Set task:
Repeat the material exactly, every line of it.
Start Dataset entries
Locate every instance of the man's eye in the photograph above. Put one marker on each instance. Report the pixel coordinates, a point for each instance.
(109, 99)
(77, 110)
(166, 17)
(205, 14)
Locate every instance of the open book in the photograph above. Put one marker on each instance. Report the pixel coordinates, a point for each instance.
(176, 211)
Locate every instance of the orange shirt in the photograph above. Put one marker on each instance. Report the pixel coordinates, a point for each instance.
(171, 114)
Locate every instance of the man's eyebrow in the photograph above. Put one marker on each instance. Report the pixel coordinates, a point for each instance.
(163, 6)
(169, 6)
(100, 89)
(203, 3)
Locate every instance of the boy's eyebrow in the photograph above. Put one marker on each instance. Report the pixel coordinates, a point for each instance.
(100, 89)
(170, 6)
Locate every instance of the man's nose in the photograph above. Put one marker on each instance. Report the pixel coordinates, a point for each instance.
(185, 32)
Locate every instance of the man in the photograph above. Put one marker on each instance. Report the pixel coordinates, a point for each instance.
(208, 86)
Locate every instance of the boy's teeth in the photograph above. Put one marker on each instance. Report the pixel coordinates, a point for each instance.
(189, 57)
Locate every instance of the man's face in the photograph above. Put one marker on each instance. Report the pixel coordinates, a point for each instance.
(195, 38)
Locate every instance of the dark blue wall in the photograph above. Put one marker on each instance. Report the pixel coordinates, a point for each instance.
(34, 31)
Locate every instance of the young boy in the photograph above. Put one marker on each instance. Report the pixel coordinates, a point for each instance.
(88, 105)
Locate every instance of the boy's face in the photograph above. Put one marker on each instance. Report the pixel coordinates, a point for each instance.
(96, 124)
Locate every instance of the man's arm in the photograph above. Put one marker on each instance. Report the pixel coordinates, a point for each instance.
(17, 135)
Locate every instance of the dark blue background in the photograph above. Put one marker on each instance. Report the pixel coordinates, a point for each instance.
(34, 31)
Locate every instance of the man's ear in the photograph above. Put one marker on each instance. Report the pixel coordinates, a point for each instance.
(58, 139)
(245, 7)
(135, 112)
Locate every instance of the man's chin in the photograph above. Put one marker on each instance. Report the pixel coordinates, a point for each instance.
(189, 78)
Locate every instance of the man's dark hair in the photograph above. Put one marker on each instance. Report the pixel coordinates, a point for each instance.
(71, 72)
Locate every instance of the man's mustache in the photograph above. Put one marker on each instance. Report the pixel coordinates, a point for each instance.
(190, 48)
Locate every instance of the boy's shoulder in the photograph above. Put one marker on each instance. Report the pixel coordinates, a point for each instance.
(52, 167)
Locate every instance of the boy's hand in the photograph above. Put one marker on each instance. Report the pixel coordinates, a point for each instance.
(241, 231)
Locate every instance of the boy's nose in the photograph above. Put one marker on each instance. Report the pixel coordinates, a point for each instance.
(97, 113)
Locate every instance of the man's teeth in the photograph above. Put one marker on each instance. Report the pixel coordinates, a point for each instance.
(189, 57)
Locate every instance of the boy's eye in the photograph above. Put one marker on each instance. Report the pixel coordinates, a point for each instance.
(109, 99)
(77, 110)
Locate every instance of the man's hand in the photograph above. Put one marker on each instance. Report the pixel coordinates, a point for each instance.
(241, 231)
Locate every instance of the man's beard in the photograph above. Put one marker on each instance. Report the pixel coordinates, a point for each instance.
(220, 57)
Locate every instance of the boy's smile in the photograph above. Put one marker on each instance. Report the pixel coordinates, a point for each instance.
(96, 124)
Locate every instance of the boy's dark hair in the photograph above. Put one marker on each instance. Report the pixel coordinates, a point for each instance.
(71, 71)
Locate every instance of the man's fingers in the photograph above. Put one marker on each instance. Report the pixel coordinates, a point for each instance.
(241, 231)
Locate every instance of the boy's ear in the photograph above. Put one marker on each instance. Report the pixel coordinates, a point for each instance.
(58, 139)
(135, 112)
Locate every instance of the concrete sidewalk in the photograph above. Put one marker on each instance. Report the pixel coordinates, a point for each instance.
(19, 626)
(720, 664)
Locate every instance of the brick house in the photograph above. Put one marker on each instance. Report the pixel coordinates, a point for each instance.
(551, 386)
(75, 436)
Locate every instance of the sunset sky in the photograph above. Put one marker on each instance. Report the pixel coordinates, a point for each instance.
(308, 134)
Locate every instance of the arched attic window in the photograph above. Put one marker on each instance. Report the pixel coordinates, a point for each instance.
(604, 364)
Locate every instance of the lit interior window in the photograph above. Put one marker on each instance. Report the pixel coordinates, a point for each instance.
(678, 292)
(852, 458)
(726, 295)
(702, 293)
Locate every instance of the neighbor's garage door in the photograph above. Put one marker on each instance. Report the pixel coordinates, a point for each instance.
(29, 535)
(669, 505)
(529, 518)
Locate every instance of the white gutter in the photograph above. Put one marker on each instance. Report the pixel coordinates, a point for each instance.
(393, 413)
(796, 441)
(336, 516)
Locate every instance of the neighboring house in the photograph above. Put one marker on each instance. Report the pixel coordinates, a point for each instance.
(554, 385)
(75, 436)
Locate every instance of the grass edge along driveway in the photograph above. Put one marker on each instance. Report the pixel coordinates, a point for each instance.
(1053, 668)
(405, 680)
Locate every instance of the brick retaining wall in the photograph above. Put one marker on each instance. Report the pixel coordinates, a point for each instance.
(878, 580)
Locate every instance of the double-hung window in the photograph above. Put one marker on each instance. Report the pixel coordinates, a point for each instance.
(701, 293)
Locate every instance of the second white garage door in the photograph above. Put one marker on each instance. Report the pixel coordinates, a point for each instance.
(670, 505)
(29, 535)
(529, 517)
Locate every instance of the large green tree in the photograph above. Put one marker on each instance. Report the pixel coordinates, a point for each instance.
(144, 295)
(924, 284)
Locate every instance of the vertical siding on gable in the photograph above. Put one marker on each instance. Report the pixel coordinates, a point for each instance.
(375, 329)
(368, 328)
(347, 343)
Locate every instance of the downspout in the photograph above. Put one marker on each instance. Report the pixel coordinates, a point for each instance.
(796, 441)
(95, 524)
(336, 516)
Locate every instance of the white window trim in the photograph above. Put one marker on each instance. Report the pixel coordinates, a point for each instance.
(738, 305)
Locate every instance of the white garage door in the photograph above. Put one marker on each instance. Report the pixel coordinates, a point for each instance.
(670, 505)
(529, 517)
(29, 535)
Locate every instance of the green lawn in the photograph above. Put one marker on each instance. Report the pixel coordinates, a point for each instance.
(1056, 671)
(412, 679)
End Dataset entries
Answer to the problem:
Locate every instance of the man's eye in the photograph above. Put one marker on each instance. Report the pixel coordinates, a point for each instance.
(109, 99)
(77, 110)
(166, 17)
(205, 14)
Locate every instance of the open book in the photograph above. Put one marker on each instance. Report the pixel coordinates, a point for each instance.
(176, 211)
Locate every instance of the orange shirt in the photograph above. Put one marker on each instance. Report the pixel coordinates, a point for each instance.
(171, 114)
Locate every instance of the man's eyebrow in the photograph above. Put one marker on each instance. Report the pixel coordinates, a point for each instance.
(163, 6)
(169, 6)
(100, 89)
(203, 3)
Locate every instance of the boy's eyebrow in the photograph above. Put one marker on each instance. Report the pixel coordinates, a point for each instance.
(100, 89)
(170, 6)
Locate every instance of the man's nose in the photograph above. Put one marker on each instance. Report the pixel coordinates, a point for each instance.
(185, 32)
Locate every instance of the man in the photograph above. Put one marker on each instance. Report the pixel coordinates, a point for each instance.
(208, 86)
Locate every instance of the boy's teeth in the photograph above. Put one marker on each instance. Report the pixel coordinates, a point for each instance.
(189, 57)
Locate every instance of the man's face in the photograph above. Put one marker on each instance. Report the pixel coordinates, a point for each instance.
(195, 38)
Locate every instance of the dark blue wall in the photograph above. Put one marker on each instance. Report the pixel coordinates, a point for each instance.
(34, 31)
Locate every instance of the young boy in the photograph above. Put one marker on each instance. Report the pixel coordinates, a point for each instance.
(88, 105)
Locate every instance of the boy's face in the photograph above. Put one marker on each instance. Report the pixel coordinates, a point for each instance.
(96, 124)
Locate every instance of the man's arm in the photograph above. Put one marker on each instance. Report the pixel coordinates, a point for each instance.
(17, 135)
Locate every instance of the dark blue background in the photograph above. Put one marker on each instance. Report the pixel coordinates, a point for each instance.
(34, 31)
Locate every instance of the man's ear in the photograph above. Put one marker on each instance. Report the pixel coordinates, a point for each instance.
(58, 139)
(245, 7)
(135, 112)
Locate every instance of the man's chin in the photograph above. Put one marker on each instance. Report the pixel coordinates, a point for each instance.
(189, 78)
Locate every instance of the man's dark hair in the photograph above. Put one marker on each instance. Report the pixel coordinates, a point for each instance.
(71, 72)
Locate every instance of the man's mustache in the photograph above. Put one marker on each instance. Report the pixel coordinates, a point for each instance.
(190, 48)
Locate every instance of the boy's shoulder in the photograph above. Put one marker on each instance. Report the pixel coordinates, a point for each instance.
(52, 167)
Locate every instance of the boy's hand in the photograph above. Put one marker on each instance. Report the pixel coordinates, a point for each instance.
(241, 231)
Locate every instance of the boy's nose in the photograph above. Put one marker on each instance. Report the pixel coordinates, a point for each instance.
(97, 113)
Locate every instance of the man's teeth in the photograph above. Put one marker on each instance. Report the pixel coordinates, a point for each instance.
(189, 57)
Locate every instance of the boy's eye in the photograph above. Put one marker on each instance. Report the pixel coordinates, a point for each instance.
(109, 99)
(77, 110)
Locate every instance of the man's hand in the photograph above. Put one marker on each instance. Report the pixel coordinates, a point for each instance.
(241, 231)
Locate every instance of the man's beard in the photograph above. Put one marker on each instance. Report the pixel coordinates, a point for each instance.
(220, 57)
Locate every instance of the boy's smile in the photograph above. Put one marker on each instance. Report the pixel coordinates, a point for each instance.
(96, 124)
Locate every instance of the boy's dark hair in the photograph above. Put one marker on each instance. Report the pixel coordinates, a point for each instance.
(71, 71)
Locate every instance of the man's fingers in the photograph above. Put one marker on each instance. Report the pixel coordinates, a point for each instance.
(241, 231)
Locate every instance of the boy's ear in the photograph above. Put one marker on each instance. Report the pixel coordinates, a point for each instance.
(58, 139)
(135, 112)
Locate every instance of the concrete sidewalk in the photograph above. Put one marker on each instance. Report the pixel coordinates, a point for each instance.
(19, 626)
(720, 664)
Locate every instance of the brick house in the photograph above. Put one marker on each instance. Report the pixel coordinates, a point for each instance.
(551, 386)
(75, 436)
Locate every instance of the sunset sky in the photograph above. Put one marker on each instance. Report the pixel coordinates, a point for each instance.
(308, 134)
Locate every instance of the arched attic window in the photograph above. Put one marker on each instance. Report the pixel coordinates, a point for each instance.
(604, 364)
Locate every instance of the lit interior window in the photograph above. Put one marker on each instance. Report the pixel coordinates, a point for each instance.
(678, 292)
(852, 458)
(726, 295)
(702, 293)
Locate every instance of the neighbor's garage door in the photograph above. Put one marker on each instance. Report the pixel coordinates, a point for each instance.
(29, 535)
(669, 505)
(529, 518)
Locate every instance of the white gutter in the photograph above. Put one marker on each instance. Report the pixel coordinates, a point for each instance.
(393, 413)
(796, 441)
(336, 516)
Locate every instance of the neighboring house in the photograph above. Put one marker on each instance. Report the pixel coordinates, a point for each instance.
(554, 385)
(75, 436)
Locate every instance of the grass edge along driveway in the photograph above. Put one marker on each instance. Report the pixel coordinates, a point for each instance.
(1053, 668)
(405, 680)
Locate every instance of the brick retaining wall in the photograph above. Put one marker on each instance. Report the pixel coordinates, a point for each instance.
(878, 580)
Locate every instance of the double-hung window in the photograph above. Put one marker on each instance. Report the pixel coordinates, a point for each instance.
(701, 293)
Locate every instance of the second white garage door in the photograph above. Put one marker on each instance. Report the pixel coordinates, a point for each instance.
(670, 505)
(29, 535)
(529, 517)
Locate every instance of the large green tree in the photograph above. Put one marker on each instance. Report the pixel coordinates, a point for each instance.
(144, 295)
(924, 284)
Locate every instance of the vertical siding on gable in the photograph above. Put one marker on each instance. Report the pixel coordinates, a point for each instance.
(375, 329)
(368, 328)
(347, 343)
Locate every instance of the downspout in the photograph above. Put one marker on each instance. Report the pixel coordinates, a point for each instance.
(796, 441)
(95, 524)
(336, 516)
Locate every instance of the white window trim in the photograph above. Put one marker on each instance. Report the pixel coordinates, a point for each instance.
(738, 305)
Locate every instance of the white garage door in the photograph above. Put one marker on each instance. Report the pixel coordinates, a point for each instance.
(670, 505)
(529, 517)
(29, 535)
Locate every instance of the green lawn in the photograph above. Put one marker on each instance. Report the pixel coordinates, a point for each instance.
(1056, 671)
(412, 679)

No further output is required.